** RECORDS SHOWN follows **

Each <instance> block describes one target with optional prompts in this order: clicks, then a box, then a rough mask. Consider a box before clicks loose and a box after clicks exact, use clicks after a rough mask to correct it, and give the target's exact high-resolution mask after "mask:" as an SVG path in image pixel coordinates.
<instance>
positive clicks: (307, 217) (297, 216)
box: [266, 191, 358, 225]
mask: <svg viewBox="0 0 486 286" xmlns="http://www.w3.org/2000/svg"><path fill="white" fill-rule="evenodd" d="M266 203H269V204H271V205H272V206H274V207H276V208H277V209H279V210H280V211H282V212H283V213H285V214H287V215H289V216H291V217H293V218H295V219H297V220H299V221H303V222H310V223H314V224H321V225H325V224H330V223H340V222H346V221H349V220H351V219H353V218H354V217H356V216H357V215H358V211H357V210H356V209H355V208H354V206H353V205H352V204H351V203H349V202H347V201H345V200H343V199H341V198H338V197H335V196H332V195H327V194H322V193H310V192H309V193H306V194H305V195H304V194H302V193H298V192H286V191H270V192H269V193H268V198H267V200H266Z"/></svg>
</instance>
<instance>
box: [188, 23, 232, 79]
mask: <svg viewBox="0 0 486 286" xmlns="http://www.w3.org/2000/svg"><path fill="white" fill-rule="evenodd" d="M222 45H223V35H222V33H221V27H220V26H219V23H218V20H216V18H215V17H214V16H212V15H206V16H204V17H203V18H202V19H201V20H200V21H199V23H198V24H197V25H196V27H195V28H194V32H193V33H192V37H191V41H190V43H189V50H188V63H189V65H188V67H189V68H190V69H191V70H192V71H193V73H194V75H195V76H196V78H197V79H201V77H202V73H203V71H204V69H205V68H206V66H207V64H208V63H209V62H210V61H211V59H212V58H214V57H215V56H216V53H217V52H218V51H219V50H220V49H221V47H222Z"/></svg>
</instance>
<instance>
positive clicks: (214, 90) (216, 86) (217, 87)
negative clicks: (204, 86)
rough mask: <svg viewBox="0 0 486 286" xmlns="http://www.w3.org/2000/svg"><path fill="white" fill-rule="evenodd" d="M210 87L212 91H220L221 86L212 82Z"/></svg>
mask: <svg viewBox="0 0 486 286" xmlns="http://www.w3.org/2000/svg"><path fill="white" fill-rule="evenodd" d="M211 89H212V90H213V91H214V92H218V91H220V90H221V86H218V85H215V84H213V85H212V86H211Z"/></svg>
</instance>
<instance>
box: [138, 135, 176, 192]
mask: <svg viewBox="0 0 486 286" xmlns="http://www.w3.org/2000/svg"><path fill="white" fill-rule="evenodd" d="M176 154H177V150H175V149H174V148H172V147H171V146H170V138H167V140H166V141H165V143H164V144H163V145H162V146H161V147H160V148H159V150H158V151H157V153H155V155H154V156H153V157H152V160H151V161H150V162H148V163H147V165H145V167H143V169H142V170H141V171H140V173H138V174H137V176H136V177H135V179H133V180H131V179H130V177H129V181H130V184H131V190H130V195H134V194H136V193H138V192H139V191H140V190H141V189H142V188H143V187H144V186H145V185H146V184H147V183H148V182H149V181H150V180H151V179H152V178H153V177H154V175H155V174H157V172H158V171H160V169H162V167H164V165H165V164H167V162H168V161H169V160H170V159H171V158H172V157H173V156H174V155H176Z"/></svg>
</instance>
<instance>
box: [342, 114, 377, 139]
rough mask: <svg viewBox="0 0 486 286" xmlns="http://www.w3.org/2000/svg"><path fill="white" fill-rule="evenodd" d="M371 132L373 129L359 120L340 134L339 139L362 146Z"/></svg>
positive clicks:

** End of RECORDS SHOWN **

**TRY IT**
In how many lines of the data does the string "positive" appear? Only the number should be given.

**ANSWER FOR THE TASK**
3